*** Listed entries

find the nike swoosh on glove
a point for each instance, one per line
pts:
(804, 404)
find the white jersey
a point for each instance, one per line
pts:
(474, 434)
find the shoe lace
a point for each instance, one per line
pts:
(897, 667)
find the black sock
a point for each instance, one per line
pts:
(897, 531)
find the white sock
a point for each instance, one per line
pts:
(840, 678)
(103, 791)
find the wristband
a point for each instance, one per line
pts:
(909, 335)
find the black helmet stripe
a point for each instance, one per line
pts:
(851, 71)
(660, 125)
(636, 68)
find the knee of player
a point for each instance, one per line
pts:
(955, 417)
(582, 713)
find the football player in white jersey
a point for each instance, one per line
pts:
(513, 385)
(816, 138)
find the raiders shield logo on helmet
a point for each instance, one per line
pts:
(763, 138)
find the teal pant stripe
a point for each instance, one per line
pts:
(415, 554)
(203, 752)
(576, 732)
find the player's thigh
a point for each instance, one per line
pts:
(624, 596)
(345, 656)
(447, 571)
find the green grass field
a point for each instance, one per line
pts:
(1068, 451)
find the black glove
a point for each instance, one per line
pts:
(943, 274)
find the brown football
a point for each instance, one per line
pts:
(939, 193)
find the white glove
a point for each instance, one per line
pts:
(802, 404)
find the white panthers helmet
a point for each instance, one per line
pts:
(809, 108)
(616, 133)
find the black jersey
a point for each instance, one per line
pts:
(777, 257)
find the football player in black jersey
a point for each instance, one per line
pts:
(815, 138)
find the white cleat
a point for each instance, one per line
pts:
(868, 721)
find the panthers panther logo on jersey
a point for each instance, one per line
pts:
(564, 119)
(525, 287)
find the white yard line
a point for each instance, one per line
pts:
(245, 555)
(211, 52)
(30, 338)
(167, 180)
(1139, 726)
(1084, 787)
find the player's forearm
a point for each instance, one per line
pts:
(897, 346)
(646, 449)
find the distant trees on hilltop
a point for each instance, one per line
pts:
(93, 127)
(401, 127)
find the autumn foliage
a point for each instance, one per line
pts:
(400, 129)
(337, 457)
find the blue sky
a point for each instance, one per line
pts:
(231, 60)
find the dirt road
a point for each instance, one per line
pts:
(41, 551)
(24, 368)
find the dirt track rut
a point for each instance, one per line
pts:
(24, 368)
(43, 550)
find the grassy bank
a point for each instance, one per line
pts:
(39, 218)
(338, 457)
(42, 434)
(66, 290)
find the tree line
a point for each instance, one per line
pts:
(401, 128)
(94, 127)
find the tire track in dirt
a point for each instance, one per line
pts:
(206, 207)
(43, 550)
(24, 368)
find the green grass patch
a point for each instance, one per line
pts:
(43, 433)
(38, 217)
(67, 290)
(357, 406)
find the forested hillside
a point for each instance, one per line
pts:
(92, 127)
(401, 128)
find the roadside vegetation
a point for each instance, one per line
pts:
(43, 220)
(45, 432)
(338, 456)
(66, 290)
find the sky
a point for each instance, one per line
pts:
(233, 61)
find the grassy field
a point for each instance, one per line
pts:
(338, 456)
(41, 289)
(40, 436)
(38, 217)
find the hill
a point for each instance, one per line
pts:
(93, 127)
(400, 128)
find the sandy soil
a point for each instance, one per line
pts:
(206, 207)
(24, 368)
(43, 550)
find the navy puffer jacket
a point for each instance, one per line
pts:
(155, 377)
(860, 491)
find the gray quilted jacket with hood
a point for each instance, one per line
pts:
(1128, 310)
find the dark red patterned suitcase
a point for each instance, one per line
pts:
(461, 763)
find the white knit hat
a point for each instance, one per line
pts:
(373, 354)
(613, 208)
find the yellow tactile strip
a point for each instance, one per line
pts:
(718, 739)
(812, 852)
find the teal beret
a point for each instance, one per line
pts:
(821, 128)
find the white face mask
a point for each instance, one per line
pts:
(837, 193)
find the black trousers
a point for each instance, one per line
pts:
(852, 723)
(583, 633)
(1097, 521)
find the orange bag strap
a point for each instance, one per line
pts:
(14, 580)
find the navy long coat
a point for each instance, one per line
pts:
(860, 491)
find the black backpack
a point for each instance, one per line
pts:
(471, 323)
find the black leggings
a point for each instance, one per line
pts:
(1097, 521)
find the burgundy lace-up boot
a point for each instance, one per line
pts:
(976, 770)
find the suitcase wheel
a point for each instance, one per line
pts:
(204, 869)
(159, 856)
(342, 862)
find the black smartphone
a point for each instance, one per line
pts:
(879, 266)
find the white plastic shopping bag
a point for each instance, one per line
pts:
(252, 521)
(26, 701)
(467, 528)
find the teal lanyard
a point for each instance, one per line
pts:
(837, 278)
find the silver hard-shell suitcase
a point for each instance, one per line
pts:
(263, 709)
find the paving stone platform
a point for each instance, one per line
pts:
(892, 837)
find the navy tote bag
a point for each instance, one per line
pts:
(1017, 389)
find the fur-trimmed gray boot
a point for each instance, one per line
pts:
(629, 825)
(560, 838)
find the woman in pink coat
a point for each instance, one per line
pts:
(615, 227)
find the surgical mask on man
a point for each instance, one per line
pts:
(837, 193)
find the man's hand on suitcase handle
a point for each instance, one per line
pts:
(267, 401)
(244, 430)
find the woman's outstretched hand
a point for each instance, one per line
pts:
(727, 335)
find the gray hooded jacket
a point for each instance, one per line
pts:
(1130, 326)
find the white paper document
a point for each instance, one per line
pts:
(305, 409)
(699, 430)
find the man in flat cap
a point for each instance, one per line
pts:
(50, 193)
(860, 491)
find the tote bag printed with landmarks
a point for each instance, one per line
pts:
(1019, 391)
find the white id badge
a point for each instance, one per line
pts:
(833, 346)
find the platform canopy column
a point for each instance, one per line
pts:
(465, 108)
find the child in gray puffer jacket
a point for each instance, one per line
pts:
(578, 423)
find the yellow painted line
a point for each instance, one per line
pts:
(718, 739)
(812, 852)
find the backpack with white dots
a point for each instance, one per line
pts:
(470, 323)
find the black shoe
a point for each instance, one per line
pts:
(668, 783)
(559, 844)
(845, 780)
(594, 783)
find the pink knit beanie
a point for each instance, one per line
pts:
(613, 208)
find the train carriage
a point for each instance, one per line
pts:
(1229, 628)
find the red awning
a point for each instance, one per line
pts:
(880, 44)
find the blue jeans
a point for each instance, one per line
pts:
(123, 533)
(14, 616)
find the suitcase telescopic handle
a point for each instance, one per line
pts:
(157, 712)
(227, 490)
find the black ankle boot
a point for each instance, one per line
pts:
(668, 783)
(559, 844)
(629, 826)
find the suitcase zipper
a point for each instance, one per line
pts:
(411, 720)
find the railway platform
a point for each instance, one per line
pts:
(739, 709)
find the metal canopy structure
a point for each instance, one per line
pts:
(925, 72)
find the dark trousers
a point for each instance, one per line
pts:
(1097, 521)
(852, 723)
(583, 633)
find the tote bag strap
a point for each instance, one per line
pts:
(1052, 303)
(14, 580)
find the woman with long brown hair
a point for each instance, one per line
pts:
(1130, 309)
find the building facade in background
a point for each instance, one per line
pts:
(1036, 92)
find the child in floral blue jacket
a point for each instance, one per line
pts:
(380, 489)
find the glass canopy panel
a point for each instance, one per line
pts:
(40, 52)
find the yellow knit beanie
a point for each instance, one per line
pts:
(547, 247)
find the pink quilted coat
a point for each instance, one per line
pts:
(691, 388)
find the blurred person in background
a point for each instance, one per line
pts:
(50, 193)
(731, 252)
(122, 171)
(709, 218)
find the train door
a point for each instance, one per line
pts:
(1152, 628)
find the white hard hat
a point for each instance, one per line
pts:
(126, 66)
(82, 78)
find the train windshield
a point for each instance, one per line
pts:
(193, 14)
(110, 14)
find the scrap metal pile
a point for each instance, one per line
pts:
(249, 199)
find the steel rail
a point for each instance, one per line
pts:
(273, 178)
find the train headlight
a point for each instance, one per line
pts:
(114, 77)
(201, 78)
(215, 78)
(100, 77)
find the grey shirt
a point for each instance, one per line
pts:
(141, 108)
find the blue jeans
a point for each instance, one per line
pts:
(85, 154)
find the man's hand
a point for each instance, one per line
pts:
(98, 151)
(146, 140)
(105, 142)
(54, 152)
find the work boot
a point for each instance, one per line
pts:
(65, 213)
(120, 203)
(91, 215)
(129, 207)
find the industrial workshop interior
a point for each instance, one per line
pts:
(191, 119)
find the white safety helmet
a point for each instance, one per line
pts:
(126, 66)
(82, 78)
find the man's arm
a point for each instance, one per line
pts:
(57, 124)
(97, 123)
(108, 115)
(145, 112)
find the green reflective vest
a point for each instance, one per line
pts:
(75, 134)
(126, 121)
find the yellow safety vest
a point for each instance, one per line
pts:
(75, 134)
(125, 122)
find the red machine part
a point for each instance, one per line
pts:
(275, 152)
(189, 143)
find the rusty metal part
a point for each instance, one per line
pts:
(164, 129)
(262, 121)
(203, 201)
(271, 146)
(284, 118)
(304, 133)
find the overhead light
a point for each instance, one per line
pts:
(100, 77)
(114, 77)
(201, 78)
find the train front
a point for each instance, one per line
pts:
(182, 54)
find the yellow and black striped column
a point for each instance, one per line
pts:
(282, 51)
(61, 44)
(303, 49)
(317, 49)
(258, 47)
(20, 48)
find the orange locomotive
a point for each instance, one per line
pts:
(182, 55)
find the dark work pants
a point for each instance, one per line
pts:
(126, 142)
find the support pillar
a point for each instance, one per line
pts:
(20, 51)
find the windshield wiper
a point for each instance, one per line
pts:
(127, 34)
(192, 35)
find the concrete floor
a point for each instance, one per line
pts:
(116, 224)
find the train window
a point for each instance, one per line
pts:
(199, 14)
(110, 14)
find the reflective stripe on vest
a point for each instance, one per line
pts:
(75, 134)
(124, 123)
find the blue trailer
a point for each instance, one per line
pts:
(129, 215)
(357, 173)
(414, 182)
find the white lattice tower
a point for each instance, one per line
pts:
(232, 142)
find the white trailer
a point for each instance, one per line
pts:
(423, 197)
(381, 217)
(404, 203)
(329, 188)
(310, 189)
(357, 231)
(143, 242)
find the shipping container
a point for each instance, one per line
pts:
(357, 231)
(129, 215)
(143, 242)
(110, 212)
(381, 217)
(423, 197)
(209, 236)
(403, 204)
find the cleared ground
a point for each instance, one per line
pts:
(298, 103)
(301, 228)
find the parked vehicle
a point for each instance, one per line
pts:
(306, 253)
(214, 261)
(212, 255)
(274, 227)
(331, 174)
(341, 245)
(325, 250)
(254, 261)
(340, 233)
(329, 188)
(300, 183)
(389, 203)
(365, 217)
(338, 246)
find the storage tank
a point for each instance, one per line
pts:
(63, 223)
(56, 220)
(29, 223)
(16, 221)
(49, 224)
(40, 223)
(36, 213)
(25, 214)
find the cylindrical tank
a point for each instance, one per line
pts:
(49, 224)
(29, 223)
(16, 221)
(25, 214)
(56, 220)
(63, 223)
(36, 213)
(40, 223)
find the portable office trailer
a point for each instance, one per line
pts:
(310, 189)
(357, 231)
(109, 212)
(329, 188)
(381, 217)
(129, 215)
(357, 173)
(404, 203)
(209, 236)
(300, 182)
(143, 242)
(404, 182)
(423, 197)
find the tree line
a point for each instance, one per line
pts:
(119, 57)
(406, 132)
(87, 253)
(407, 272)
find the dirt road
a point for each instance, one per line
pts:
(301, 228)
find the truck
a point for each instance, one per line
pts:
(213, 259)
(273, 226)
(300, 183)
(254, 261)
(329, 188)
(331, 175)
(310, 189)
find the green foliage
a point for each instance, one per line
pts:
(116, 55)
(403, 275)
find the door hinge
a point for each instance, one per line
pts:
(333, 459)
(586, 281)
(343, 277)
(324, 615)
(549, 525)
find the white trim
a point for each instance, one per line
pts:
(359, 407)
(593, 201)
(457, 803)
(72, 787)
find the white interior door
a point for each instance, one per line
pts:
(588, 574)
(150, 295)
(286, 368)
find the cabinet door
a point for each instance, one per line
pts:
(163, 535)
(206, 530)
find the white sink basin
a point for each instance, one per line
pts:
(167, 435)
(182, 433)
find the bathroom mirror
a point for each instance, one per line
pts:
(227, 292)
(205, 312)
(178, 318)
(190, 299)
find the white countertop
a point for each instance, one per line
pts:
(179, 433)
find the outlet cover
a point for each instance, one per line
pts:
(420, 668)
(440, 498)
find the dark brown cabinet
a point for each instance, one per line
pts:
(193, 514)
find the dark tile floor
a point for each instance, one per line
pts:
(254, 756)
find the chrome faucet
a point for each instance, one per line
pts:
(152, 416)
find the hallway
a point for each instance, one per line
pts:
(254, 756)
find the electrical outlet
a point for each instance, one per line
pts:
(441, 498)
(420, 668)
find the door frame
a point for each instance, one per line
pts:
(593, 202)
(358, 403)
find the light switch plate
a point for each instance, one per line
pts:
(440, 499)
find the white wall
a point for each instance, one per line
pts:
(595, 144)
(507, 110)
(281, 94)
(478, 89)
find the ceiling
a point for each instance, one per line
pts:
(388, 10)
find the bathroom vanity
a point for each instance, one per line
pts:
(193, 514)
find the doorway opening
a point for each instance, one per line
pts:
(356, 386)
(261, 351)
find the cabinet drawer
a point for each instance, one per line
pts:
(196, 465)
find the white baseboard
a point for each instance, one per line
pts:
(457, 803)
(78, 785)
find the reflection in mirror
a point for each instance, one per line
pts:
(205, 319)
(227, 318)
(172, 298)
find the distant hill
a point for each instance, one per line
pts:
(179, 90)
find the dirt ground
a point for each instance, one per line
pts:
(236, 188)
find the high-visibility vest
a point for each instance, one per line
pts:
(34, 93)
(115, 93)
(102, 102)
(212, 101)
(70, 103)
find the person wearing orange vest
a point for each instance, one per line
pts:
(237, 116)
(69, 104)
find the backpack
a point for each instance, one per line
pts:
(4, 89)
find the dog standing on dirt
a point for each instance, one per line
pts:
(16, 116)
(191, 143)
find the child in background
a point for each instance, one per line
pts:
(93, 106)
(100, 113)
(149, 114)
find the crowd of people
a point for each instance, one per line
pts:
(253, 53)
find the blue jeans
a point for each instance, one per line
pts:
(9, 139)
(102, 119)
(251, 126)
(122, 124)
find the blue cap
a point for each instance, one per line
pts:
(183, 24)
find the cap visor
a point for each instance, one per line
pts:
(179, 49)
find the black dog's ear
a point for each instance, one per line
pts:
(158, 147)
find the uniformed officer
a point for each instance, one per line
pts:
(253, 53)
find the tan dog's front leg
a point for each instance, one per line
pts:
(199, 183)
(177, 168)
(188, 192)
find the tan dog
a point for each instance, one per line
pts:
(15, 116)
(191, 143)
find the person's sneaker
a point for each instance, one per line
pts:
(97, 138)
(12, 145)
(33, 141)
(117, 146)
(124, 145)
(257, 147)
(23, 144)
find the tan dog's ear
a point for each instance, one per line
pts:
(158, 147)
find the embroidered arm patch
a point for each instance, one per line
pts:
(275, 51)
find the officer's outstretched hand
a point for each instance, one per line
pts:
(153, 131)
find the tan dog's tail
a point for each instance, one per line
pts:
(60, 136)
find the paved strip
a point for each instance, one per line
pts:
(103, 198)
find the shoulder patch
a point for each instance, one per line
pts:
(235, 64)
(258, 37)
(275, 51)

******

■ **Problem**
Give exactly the lines from the one with "find the uniformed officer" to the end of the entries, nothing before them.

■ **Complete output**
find the uniformed officer
a point for each instance, one per line
pts:
(253, 53)
find the tan dog's front leg
a point for each instance, one per line
pts:
(199, 183)
(177, 168)
(188, 192)
find the tan dog
a point for each instance, one per line
pts:
(15, 116)
(191, 143)
find the person's sneaker
a point for each instance, one per line
pts:
(97, 138)
(12, 145)
(33, 141)
(117, 146)
(124, 145)
(257, 147)
(23, 144)
find the tan dog's ear
a point for each instance, one per line
pts:
(158, 147)
find the embroidered arm patch
a point for each instance, one per line
pts:
(275, 51)
find the officer's outstretched hand
a point for each instance, one per line
pts:
(153, 131)
find the tan dog's tail
a point for each instance, one per line
pts:
(60, 136)
find the paved strip
a point for each instance, one per line
pts:
(103, 198)
find the shoulder patch
a point for each instance, one per line
pts:
(235, 64)
(258, 37)
(275, 51)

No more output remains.